START

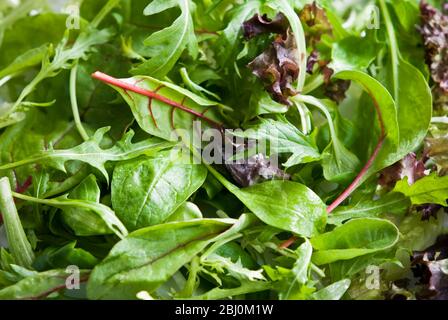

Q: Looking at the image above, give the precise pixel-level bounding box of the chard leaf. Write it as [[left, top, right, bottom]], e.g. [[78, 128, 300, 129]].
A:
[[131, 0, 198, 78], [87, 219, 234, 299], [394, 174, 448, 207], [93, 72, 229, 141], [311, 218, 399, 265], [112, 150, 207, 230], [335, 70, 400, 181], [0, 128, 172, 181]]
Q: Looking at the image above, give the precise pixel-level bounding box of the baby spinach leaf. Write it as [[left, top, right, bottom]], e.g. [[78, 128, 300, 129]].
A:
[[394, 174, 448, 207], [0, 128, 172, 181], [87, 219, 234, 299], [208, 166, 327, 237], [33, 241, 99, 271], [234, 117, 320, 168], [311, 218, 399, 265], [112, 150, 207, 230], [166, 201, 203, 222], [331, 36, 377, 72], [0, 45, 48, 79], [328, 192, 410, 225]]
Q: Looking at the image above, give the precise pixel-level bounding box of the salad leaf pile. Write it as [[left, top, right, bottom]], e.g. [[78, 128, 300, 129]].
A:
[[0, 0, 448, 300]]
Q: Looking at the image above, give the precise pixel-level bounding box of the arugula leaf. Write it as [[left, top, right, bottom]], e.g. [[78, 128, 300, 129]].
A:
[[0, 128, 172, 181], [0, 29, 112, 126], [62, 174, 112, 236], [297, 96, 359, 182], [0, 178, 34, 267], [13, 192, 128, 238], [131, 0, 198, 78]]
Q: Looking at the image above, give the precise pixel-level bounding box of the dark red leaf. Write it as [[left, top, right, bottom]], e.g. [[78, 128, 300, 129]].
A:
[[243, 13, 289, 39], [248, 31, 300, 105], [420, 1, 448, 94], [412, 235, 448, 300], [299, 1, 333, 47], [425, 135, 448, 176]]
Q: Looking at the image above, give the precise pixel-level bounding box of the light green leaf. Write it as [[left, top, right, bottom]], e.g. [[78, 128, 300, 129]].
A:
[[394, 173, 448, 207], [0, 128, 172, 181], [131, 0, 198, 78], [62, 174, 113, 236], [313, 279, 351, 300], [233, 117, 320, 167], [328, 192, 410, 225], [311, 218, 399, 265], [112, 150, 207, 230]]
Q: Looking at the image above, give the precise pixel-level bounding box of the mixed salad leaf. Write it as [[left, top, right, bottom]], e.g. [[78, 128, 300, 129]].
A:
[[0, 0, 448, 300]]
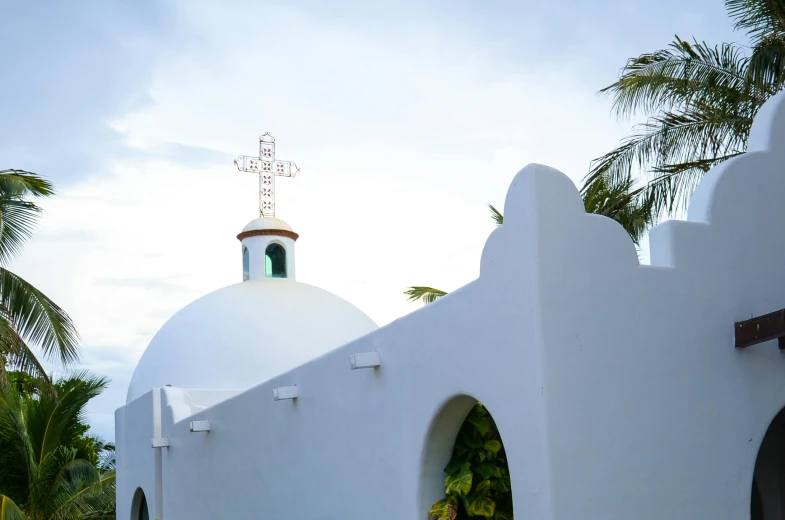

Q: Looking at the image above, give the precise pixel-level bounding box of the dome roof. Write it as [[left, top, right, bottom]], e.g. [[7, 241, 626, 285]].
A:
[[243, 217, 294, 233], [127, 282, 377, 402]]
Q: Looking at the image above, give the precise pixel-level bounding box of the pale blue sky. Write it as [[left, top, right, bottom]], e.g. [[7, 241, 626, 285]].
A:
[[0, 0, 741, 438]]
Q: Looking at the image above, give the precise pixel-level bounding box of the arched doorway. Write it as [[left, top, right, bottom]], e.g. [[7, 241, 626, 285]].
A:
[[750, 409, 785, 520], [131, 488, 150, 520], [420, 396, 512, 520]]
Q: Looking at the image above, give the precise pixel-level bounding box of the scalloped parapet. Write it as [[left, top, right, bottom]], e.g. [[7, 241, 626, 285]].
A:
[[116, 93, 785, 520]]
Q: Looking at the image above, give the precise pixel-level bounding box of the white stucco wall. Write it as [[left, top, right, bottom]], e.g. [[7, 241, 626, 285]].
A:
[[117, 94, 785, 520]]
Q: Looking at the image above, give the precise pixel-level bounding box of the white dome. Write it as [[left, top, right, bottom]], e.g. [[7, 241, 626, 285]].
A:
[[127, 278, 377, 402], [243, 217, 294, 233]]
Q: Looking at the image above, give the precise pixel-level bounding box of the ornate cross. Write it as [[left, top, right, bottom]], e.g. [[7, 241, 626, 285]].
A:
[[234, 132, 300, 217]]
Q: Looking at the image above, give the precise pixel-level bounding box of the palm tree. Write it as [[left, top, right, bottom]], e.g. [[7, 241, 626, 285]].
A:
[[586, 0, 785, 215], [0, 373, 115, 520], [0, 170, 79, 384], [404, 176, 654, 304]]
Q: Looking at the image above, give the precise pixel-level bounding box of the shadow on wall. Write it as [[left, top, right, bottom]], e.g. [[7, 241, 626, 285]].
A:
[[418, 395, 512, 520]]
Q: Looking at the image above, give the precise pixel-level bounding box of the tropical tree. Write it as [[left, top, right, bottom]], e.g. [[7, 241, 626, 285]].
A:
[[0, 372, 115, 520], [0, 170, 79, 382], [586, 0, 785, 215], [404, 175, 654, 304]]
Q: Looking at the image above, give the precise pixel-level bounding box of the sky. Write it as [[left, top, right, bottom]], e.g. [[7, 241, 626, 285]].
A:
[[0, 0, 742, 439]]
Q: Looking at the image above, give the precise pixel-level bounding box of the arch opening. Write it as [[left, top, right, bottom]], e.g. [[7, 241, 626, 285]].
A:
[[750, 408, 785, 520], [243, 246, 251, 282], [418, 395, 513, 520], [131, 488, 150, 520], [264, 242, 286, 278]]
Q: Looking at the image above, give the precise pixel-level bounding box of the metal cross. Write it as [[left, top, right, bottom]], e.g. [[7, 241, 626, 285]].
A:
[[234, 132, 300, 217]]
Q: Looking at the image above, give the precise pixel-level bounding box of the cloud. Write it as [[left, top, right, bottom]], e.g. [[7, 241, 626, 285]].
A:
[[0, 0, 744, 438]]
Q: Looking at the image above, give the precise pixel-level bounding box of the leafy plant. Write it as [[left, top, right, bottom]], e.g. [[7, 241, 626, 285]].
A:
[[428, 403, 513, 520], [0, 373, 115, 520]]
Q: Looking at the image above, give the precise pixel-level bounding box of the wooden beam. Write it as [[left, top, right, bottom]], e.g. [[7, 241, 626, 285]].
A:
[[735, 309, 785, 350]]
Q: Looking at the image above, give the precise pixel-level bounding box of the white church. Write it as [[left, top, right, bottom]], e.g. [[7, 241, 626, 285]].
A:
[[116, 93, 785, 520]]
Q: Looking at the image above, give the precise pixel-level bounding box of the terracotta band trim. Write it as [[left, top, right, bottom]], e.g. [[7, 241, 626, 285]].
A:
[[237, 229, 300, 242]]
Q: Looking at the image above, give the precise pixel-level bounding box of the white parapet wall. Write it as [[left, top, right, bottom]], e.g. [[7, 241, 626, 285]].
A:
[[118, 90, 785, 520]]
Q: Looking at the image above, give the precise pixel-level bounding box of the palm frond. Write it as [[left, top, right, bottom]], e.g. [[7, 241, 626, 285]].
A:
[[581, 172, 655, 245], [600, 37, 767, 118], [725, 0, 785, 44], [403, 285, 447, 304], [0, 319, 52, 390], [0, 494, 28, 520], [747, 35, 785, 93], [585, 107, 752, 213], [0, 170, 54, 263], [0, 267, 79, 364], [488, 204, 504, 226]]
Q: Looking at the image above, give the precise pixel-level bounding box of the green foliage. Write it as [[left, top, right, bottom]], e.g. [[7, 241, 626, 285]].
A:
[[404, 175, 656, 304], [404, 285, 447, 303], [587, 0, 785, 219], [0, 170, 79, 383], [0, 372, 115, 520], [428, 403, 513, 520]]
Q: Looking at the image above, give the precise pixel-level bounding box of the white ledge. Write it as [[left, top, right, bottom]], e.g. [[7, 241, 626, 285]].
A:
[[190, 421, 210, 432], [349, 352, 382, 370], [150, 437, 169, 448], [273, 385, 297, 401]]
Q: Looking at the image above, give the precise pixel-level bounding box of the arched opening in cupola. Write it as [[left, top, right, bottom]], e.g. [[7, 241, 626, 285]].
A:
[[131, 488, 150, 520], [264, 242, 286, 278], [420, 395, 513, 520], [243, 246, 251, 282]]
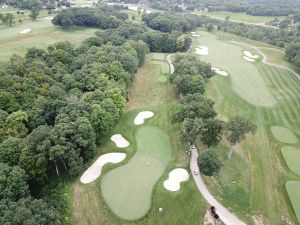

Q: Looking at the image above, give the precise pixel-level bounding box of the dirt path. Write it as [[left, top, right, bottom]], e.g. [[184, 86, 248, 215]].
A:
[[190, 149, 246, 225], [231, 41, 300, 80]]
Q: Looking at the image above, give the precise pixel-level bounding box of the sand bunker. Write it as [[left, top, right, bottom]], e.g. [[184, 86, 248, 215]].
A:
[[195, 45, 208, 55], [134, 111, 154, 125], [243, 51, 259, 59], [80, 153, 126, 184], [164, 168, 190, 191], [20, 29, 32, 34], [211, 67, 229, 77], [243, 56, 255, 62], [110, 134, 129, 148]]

END
START

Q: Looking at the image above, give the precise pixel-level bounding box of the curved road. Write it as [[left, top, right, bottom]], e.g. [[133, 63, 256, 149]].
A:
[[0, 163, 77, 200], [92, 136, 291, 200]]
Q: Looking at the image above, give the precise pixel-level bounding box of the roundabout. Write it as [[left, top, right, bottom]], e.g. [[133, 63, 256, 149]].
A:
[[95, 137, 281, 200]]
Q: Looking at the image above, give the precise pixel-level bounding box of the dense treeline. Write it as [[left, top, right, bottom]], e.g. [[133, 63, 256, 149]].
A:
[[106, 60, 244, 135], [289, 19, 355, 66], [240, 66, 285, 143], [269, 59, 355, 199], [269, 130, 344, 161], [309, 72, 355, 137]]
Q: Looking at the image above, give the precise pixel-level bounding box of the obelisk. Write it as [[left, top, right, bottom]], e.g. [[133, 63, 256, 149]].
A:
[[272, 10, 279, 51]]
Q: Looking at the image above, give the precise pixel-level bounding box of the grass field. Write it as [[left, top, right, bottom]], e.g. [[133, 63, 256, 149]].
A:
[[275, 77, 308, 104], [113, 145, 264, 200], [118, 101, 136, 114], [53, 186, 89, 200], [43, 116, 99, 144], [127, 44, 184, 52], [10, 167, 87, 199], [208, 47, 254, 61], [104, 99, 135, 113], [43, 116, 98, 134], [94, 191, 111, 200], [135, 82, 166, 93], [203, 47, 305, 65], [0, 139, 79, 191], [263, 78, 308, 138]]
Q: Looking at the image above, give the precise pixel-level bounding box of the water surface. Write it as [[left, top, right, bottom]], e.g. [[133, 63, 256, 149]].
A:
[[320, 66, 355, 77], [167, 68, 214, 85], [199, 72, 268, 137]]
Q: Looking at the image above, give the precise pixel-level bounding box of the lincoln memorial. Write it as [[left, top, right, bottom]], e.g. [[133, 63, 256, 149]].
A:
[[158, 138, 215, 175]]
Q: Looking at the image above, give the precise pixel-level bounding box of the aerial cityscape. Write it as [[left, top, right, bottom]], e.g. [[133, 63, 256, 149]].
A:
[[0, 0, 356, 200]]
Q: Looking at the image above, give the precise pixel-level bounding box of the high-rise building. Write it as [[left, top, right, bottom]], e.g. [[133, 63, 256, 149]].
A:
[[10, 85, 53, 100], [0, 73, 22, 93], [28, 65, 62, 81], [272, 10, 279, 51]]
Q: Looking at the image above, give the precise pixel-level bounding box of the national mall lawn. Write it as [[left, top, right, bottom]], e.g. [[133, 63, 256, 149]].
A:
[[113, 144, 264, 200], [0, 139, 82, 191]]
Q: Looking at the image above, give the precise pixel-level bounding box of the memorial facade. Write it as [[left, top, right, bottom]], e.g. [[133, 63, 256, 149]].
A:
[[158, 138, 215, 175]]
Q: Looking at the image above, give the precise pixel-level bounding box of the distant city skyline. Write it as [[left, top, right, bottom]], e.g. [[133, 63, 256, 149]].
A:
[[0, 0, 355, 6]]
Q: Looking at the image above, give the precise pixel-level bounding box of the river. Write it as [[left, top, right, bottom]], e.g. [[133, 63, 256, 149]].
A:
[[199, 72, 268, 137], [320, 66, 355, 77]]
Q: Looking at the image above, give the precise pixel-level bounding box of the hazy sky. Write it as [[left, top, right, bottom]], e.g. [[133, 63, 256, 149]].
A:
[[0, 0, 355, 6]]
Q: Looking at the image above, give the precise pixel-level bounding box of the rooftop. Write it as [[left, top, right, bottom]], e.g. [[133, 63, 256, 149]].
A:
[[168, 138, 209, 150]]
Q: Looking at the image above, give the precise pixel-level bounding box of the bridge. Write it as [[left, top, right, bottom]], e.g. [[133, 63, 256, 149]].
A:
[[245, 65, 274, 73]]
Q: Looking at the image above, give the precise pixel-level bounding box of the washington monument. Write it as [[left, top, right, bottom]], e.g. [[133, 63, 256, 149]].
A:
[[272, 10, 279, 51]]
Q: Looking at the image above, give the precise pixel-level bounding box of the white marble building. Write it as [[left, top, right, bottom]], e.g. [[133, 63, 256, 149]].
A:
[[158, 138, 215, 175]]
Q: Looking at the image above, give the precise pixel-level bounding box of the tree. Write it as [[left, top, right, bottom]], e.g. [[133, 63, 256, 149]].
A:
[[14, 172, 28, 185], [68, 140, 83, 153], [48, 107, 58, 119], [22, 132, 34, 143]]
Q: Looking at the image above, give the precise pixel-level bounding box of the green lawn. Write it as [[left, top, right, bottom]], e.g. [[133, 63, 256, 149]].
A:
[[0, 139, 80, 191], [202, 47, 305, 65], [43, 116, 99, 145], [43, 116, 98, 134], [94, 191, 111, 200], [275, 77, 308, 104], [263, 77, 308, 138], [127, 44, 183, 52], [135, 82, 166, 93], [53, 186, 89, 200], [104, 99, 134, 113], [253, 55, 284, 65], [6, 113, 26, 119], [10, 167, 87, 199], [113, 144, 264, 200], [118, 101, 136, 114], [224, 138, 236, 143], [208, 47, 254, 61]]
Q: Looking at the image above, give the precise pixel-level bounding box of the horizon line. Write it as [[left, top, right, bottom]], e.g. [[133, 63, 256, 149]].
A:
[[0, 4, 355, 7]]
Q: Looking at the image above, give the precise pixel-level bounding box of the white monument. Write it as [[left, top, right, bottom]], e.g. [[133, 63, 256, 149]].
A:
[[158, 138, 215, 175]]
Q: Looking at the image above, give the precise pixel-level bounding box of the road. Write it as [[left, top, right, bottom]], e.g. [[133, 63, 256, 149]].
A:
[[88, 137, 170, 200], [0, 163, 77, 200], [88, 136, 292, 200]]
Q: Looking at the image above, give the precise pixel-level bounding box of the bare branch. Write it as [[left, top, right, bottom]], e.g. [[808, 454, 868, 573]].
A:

END

■ Task description ■
Copy the records again without changes, beginning at the line that contains "of the memorial" and stopping after the line that contains "132, 34, 143]]".

■ Solution ■
Q: Looking at the image above, give the precise pixel-level bounding box of the memorial facade. Write it as [[left, top, right, bottom]], e.g. [[133, 63, 256, 149]].
A:
[[158, 138, 215, 175]]
Q: Looking at the image above, give the precise pixel-level bounding box of the distant city skyline. Write it as [[left, top, right, bottom]], e.g. [[133, 63, 256, 149]].
A:
[[0, 0, 355, 6]]
Q: Looking at the image above, give the precise pixel-level bounding box of the river. Write it as [[left, top, right, bottom]], e.g. [[133, 63, 256, 149]].
A:
[[199, 72, 268, 137], [320, 66, 355, 77]]
Q: Looking at the image above, give the precise pixel-level bounding box of the hazy sky. Write it as [[left, top, right, bottom]], e.g. [[133, 63, 256, 149]].
A:
[[0, 0, 355, 6]]
Q: Looking at the image above, give the precise pixel-level bounding box of the rooftop. Write it as [[left, top, right, bottom]], e.g. [[133, 63, 256, 149]].
A:
[[168, 138, 209, 150]]
Q: Looking at the image above, give the precise pixel-level bounding box of the bridge. Write it as [[left, top, right, bottom]], e.g. [[133, 63, 256, 149]].
A:
[[245, 65, 274, 73]]
Q: Looking at the image above, give the precise pixel-level bounding box of the washington monument. Write it as [[left, top, right, bottom]], e.g. [[133, 63, 256, 149]].
A:
[[272, 10, 279, 51]]
Q: Looking at the image above, give the precise pixel-level bounding box of the white marble building. Write it as [[left, top, right, bottom]], e.g. [[133, 63, 256, 149]].
A:
[[158, 138, 215, 175]]
Q: Looking at the image above, give the precise pixel-level bounding box of the tree. Write it as [[left, top, right, bottom]], e.g. [[133, 63, 256, 149]].
A:
[[14, 172, 28, 185], [68, 140, 83, 153], [48, 107, 58, 119], [22, 132, 34, 143]]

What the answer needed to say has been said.